++++ Entries supplied ++++

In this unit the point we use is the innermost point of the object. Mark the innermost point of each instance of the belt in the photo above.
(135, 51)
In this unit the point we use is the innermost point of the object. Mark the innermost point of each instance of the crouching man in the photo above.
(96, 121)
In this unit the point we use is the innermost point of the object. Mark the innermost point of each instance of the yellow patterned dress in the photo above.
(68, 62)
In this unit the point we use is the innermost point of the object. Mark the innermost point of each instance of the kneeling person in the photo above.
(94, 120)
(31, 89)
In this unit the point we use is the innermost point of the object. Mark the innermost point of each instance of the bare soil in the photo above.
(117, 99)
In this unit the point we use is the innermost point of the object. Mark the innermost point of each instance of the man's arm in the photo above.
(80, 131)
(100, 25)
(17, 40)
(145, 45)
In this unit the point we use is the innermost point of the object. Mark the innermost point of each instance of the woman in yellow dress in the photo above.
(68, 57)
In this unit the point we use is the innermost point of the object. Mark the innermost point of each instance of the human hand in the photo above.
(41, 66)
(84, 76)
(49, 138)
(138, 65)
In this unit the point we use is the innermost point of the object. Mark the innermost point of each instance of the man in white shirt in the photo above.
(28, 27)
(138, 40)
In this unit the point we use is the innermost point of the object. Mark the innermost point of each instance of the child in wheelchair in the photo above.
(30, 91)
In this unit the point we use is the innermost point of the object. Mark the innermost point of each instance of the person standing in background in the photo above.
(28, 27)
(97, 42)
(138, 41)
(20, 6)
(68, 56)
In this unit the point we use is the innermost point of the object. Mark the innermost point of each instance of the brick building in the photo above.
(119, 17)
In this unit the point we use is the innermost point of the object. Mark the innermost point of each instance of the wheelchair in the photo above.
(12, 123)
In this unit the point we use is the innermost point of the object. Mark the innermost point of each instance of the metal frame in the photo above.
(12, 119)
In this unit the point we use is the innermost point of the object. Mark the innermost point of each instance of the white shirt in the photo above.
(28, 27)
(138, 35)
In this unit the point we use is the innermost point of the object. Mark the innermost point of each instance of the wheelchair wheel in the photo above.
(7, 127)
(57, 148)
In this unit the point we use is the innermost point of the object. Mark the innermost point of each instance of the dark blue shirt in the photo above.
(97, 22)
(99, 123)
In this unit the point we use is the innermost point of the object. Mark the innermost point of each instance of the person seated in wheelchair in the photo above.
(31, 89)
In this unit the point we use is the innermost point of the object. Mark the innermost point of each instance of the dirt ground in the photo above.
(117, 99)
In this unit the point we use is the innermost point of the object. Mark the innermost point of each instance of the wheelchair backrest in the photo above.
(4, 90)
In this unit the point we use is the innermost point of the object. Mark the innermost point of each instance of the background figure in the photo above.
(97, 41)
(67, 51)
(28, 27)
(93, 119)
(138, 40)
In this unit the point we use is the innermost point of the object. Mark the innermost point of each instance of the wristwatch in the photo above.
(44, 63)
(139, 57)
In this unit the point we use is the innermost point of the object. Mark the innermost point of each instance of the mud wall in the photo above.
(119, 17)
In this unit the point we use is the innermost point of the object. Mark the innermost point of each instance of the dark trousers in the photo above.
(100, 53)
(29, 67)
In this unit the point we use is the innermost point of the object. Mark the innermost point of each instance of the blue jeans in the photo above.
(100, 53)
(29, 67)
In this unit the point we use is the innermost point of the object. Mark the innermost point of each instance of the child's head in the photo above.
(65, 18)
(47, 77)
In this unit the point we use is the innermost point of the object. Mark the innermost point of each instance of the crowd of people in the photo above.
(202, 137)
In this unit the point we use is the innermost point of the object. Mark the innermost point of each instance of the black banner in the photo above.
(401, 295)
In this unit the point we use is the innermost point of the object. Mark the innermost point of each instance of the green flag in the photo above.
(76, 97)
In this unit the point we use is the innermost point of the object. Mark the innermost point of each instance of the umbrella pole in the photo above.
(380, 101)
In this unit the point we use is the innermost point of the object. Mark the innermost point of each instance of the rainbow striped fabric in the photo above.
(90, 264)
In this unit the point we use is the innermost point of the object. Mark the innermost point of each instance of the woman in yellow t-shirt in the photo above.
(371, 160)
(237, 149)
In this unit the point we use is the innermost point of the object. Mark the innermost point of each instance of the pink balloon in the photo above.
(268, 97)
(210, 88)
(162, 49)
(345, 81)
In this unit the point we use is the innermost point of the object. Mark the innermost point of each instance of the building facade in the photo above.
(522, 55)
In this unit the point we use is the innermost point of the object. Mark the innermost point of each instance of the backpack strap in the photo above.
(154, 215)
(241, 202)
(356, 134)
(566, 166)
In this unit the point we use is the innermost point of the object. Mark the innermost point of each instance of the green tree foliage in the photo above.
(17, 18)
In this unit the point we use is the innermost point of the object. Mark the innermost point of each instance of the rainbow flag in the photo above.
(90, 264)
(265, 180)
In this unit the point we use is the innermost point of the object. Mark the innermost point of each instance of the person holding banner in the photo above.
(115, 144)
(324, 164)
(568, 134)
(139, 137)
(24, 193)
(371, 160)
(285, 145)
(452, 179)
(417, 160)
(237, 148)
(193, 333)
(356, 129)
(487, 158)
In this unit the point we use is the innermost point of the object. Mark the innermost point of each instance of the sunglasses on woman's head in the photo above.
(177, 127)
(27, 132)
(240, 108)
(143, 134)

++++

> **How to complete this task**
Copy out the records above exactly.

> **Solved exercise**
In this unit the point we use is the innermost point of the object. Mark the innermost point of each instance of the belt in the photo above.
(135, 51)
In this unit the point we use is the innermost point of the object. Mark the innermost point of each instance of the crouching man in the photo above.
(96, 121)
In this unit the point we use is the innermost point of the object. Mark the innermost point of each instance of the yellow patterned dress in the photo above.
(68, 62)
In this unit the point we use is the innermost point of the object. Mark the innermost point of each instance of the kneeling person in the photo above.
(94, 120)
(31, 89)
In this unit the point we use is the innermost point of the object. Mark the innermost point of each instance of the bare soil in the photo above.
(117, 99)
In this unit the point we use is the innermost point of the object. Mark the innermost point of each instance of the man's arm in the photo above.
(80, 131)
(100, 25)
(17, 40)
(145, 45)
In this unit the point we use is the innermost point of the object. Mark the innermost point of each instance of the woman in yellow dress in the photo above.
(68, 57)
In this unit the point we use is the innermost point of the object. Mark the innermost point of each instance of the human hand in the photo above.
(41, 66)
(84, 76)
(49, 138)
(138, 65)
In this unit the point we use is the innermost point of the object. Mark the innermost point of each instance of the man in white shirt in the photo above.
(28, 27)
(138, 40)
In this unit the point we use is the innermost point of the object. Mark the innermost point of each instance of the child in wheelchair in the photo above.
(30, 91)
In this unit the point we use is the innermost point of the object. Mark the innermost point of each instance of the person standing in background in the photo above.
(28, 27)
(97, 42)
(138, 41)
(20, 6)
(68, 56)
In this unit the point we use is the innermost point of the object. Mark the innermost point of each instance of the brick building in the photo above.
(119, 17)
In this unit the point we use is the innermost point of the object. Mark the innermost point of each instance of the wheelchair in the photo above.
(12, 123)
In this unit the point we use is the innermost point of the object. Mark the innermost point of each instance of the metal frame in the photo above.
(12, 119)
In this unit the point we use is the innermost point of the object. Mark the innermost point of each instance of the white shirt in the photo above.
(28, 27)
(138, 35)
In this unit the point we use is the innermost point of the object. Mark the innermost point of each instance of the wheelchair wheel in the photo above.
(7, 127)
(57, 148)
In this unit the point we use is the innermost point of the object. Mark the innermost point of each instance of the dark blue shirt in the photo above.
(97, 22)
(99, 123)
In this unit the point we use is the innermost point of the object. Mark the innermost point of each instance of the person seated in wheelchair in the photo above.
(31, 89)
In this unit the point we use is the innermost point of the object. Mark the innermost point of each instance of the dirt ground in the photo above.
(117, 99)
In this unit the point we use is the innermost point of the object. Mark the innermost point of each instance of the wheelchair backrest in the photo above.
(4, 90)
In this unit the point we use is the innermost point of the object. Mark the innermost point of each instance of the background figure in the photo above.
(97, 41)
(67, 51)
(28, 27)
(93, 119)
(138, 40)
In this unit the point we use is the innermost point of the object. Mark the innermost point of each instance of the wristwatch in the photo above.
(44, 63)
(139, 57)
In this unit the point we use is the innermost point of the object. Mark the innermost point of each instance of the mud wall in the photo above.
(119, 17)
In this unit the point we use is the innermost point of the object. Mark the innermost point of each instance of the dark trousers in the photo above.
(100, 53)
(29, 67)
In this unit the point we use is the innermost point of the object. Mark the innermost point of each instance of the blue jeans in the photo above.
(100, 53)
(29, 67)
In this unit the point we use is the innermost point of the object. Mark the innermost point of each instance of the child's head in the photo above.
(65, 18)
(47, 77)
In this unit the point we use is the innermost point of the object. Mark the innermost point of each instance of the crowd of people in the photo above.
(202, 137)
In this unit the point we use is the innermost point of the object. Mark the innermost point of each instance of the black banner in the photo above.
(401, 295)
In this unit the point we use is the innermost point of the object. Mark the innermost point of each instance of the green flag in the photo above.
(76, 97)
In this unit the point we use is the innermost point of the object. Mark the innermost point of each instance of the umbrella pole in the photo above.
(380, 101)
In this unit the point we use is the innermost point of the object. Mark the innermost point of each instance of the rainbow striped fabric in the photo above.
(90, 264)
In this unit the point we use is the innermost point of the object. Mark the innermost point of each instance of the woman in yellow t-shirt in the photo above.
(371, 160)
(237, 149)
In this unit the point we use is the innermost point of the object. Mark the innermost point of each instance of the pink balloon in the photo above.
(268, 97)
(210, 88)
(162, 49)
(345, 81)
In this unit the point we use is the innermost point of the object. Mark the innermost point of each instance of the building facade in the photo above.
(522, 55)
In this unit the point we use is the innermost point of the object. Mark the innermost point of each instance of the backpack strap in the photo above.
(154, 215)
(241, 202)
(356, 134)
(566, 166)
In this unit the point we use is the innermost point of the object. Mark the innermost point of each instance of the green tree foliage in the photo above.
(17, 18)
In this unit the point we use is the innermost point of the object. Mark the innermost point of each instance of the rainbow flag in the photo above.
(90, 264)
(265, 180)
In this unit the point we use is the innermost point of the object. Mark the innermost point of each instance of the person holding banner in the photo above.
(115, 144)
(324, 164)
(568, 134)
(139, 137)
(24, 193)
(371, 160)
(285, 145)
(452, 179)
(417, 160)
(237, 148)
(193, 333)
(356, 129)
(487, 158)
In this unit the point we use is the innermost point of the object. Mark the innermost point of each instance of the sunglasses on woman's head in the photo above.
(177, 127)
(27, 132)
(240, 108)
(143, 134)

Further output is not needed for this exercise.